▶ Required task
Reproduce every one of the records below word for word, with no changes or omissions.

Begin Input data

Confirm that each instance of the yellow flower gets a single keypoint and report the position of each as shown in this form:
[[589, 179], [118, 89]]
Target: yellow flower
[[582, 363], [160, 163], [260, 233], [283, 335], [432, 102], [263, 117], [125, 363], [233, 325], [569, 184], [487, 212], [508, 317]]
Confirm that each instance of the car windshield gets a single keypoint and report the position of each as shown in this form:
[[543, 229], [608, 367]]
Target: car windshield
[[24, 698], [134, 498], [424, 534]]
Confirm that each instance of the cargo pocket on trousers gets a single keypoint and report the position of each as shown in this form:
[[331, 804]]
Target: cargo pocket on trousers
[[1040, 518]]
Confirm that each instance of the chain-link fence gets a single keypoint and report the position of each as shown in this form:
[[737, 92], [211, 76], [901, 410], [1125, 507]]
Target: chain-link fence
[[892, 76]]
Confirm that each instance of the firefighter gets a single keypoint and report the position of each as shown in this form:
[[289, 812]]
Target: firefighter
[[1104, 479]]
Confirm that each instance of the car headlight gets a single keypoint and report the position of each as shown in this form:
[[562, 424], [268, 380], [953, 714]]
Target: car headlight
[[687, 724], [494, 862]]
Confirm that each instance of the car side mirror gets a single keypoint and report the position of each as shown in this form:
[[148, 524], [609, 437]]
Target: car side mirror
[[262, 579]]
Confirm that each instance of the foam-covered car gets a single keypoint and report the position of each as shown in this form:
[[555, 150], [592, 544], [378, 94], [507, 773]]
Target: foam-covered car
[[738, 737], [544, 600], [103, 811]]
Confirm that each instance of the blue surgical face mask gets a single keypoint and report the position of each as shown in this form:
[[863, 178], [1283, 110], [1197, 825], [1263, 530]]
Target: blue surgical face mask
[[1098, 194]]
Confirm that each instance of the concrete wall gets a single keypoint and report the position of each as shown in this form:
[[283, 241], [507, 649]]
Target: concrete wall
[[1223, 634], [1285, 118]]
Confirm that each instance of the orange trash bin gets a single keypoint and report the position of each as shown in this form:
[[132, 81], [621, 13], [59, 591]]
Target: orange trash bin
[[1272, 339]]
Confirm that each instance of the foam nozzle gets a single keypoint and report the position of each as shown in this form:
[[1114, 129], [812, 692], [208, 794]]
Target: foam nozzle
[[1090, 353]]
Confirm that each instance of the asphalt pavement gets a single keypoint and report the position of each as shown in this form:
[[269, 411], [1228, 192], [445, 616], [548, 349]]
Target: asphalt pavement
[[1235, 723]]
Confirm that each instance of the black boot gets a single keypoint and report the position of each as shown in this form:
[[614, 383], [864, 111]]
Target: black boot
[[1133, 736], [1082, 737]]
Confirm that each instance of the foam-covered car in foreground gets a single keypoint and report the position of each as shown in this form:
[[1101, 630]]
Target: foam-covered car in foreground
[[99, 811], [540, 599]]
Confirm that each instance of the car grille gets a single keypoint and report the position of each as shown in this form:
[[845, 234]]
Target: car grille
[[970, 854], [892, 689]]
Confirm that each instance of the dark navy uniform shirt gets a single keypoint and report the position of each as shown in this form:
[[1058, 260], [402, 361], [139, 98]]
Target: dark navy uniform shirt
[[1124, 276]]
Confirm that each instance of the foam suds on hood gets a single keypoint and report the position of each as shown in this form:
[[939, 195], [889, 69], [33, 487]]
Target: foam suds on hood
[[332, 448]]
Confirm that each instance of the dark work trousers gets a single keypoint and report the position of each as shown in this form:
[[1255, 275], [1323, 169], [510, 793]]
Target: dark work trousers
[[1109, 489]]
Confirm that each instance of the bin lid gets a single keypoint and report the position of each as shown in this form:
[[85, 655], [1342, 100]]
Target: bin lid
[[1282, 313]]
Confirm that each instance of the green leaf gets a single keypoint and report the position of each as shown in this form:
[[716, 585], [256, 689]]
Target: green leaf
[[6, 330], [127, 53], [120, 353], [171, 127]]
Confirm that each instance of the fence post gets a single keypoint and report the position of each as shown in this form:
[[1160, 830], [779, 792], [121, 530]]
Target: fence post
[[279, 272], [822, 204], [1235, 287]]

End Input data

▶ Exercise response
Confirm that each instance of the yellow flower gets a single keypoint and report the position of each as shown in this form:
[[589, 179], [118, 89]]
Target: yellow flower
[[582, 363], [160, 163], [260, 233], [283, 335], [432, 102], [263, 117], [125, 363], [233, 325], [569, 184], [487, 212], [508, 317]]
Confirm that each instance of the car windshield gets a single keypoint and report the position of each as shown in this form:
[[543, 229], [608, 367]]
Target: car windshield
[[24, 698], [134, 498], [424, 534]]
Confirm that each instance of the cargo pocket on trousers gets a single keypoint and report the position of each as shown in this form:
[[331, 804]]
Target: cargo pocket on trousers
[[1040, 518]]
Confirm that each instance of the chain-link fence gets a single keypoint and report the position of each as shown in this form:
[[737, 92], [211, 76], [901, 410], [1125, 507]]
Target: chain-link fence
[[892, 76]]
Confirm that each instance of the firefighter gets a single keypoint and report the position of each as shown in this form:
[[289, 812]]
Target: firefighter
[[1104, 479]]
Confirm that each instance of the car headlight gets a single keypoint and report the position of each as shown in this form:
[[562, 424], [268, 380], [953, 714]]
Target: car headlight
[[687, 724], [494, 862]]
Confirm that each instance of the car side mirror gets a single keypoint and report the position of each as shown in this form:
[[148, 524], [609, 437]]
Target: car side mirror
[[262, 579]]
Confirm that each instance of the foam-covered car gets a single keypoint and report the position of each as shown in this form:
[[555, 150], [592, 544], [378, 94], [507, 773]]
Target: foam-covered car
[[738, 737], [544, 600], [103, 811]]
Confirm that each instance of the blue surgical face mask gets a single keypoint and report the position of each as shown in this form:
[[863, 178], [1283, 110], [1197, 825], [1263, 530]]
Target: blue surgical face mask
[[1098, 194]]
Confirm that each instance of the concrete wall gets a single keypoint and report the position of each as shown in this form:
[[283, 241], [507, 649]]
Target: concrete wall
[[1223, 634], [1285, 118]]
Confirm that each instance of the orange trash bin gets a single keypoint and report the position of each as shown in this form:
[[132, 81], [621, 13], [59, 591]]
Target: orange trash bin
[[1272, 339]]
Confirm that each instance of the foam nozzle gets a single keypoint and report the position of each as shown in this form:
[[1114, 129], [812, 692], [208, 794]]
Target: foam nozzle
[[1090, 353]]
Confirm that each instance of the asphalt pavement gets a single keypoint and report the position of each as shown in this form:
[[269, 411], [1228, 192], [445, 616], [548, 349]]
Target: asphalt pavement
[[1235, 723]]
Confirm that each instance of the black boot gets a single keypoint and report the position of each as shown in this form:
[[614, 383], [864, 111]]
Target: black boot
[[1133, 736], [1082, 737]]
Confirm that each instance of the foam-covered car in foreground gets a single keypoint and report the position of each as shown in this form:
[[1101, 630]]
Target: foam-covered car in foreground
[[99, 811], [540, 599]]
Confirm that each instance of the car grille gets a single keypoint and report the position of each as shown in this form:
[[845, 234]]
Target: car grille
[[970, 854], [892, 689]]
Confirm that each instance of the dark navy uniform shirt gets a single keypoint and report the position of each as shown in this form:
[[1058, 260], [402, 361], [139, 98]]
Target: dark navy uniform shirt
[[1124, 276]]
Confirm that each instance of the foam suds on hood gets a single keypoint and report the position of each as shown in this form:
[[939, 195], [889, 69], [33, 487]]
Target: foam suds on hood
[[332, 448]]
Confirm that each instance of the dark work trousers gets a single keypoint and report the position of each as shown in this form:
[[1255, 275], [1323, 169], [510, 793]]
Target: dark work trousers
[[1109, 489]]
Confirm that each instance of the bin lid gets a single keypoint and report the position of each as shown in this form:
[[85, 655], [1342, 100]]
Target: bin lid
[[1282, 313]]
Confirm that each instance of the green leaf gets a single keypoint and report the position of each as shown in this form:
[[716, 585], [256, 689]]
Target: green leaf
[[6, 330], [127, 53], [120, 353], [171, 127]]
Confirm that each instance of the fence post gets a single keypoint and report the position of each as shown in this form:
[[1160, 830], [779, 792], [121, 530]]
Target: fence post
[[279, 272], [822, 204], [1235, 287]]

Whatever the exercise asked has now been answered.